#### [Required task]
Report each line of the items below that contains the word "blue".
[Extracted records start]
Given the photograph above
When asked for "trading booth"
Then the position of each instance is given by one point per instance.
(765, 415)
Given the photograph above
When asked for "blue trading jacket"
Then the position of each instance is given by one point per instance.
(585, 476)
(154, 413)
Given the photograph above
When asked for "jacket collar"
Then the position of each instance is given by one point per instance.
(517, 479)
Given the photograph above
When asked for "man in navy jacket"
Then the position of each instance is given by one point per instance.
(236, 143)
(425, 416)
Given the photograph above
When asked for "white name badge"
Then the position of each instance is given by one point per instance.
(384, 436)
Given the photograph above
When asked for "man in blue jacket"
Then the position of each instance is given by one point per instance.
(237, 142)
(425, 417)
[Extracted records end]
[Extracted records start]
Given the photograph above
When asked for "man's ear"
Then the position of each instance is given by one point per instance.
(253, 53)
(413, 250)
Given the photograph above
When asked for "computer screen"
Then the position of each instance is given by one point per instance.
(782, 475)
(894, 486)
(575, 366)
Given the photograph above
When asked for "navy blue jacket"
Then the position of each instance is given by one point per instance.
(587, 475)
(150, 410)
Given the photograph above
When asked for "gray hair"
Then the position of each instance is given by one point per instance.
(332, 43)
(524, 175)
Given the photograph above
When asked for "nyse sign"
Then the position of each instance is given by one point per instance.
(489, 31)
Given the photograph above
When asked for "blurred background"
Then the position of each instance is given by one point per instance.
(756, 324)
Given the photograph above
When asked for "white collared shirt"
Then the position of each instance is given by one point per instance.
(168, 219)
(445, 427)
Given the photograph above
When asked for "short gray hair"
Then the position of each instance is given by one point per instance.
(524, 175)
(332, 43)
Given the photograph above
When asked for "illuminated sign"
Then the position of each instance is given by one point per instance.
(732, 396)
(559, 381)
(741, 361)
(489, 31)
[Extracted records end]
[Extracted records start]
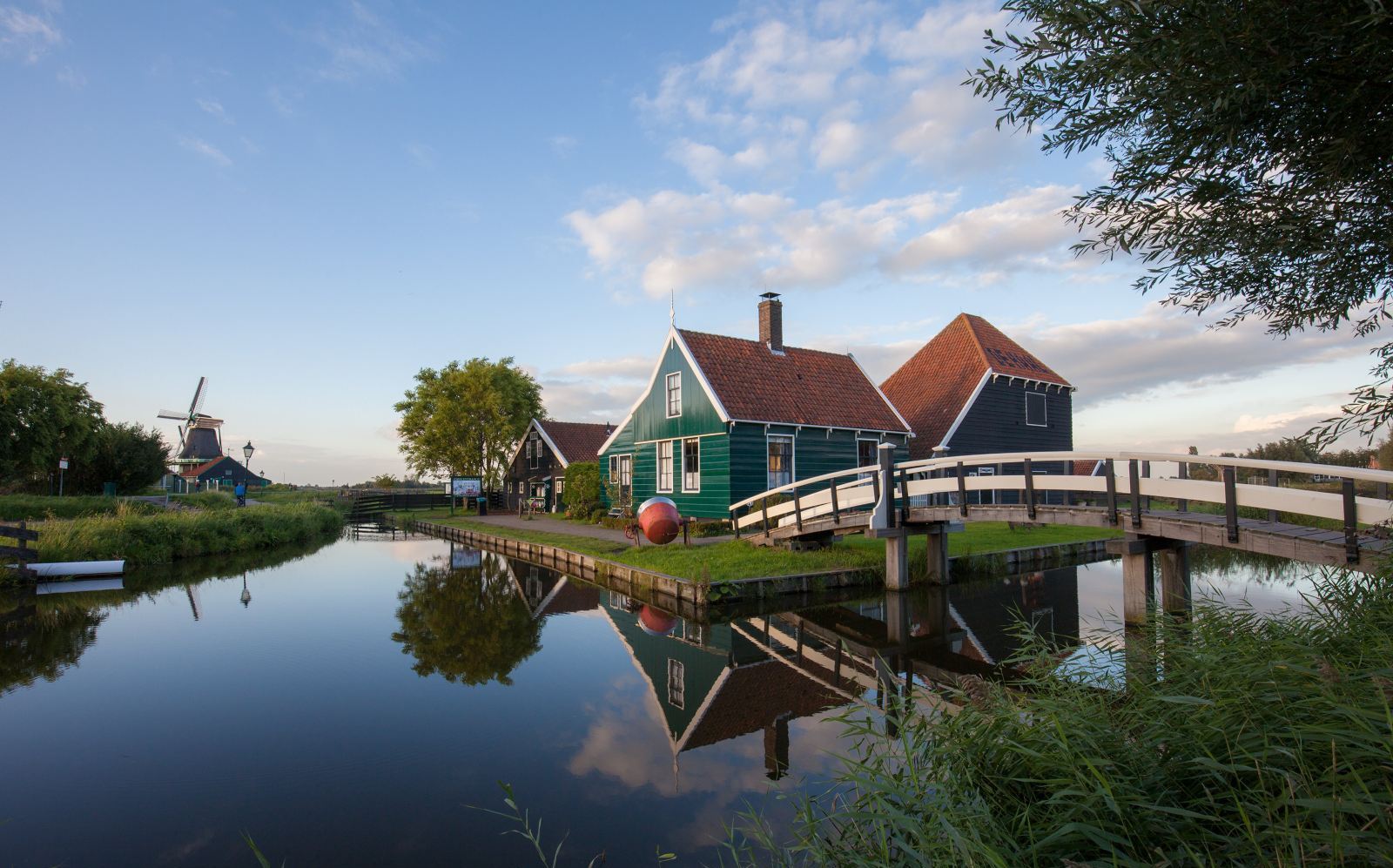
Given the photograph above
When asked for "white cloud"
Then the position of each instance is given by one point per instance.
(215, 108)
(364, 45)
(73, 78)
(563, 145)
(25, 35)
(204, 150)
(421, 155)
[Extracted records end]
#### [Solution to this exercise]
When asked for "blue trading jacket"
When asked for "man in blue jacket"
When asked for "navy blue jacket"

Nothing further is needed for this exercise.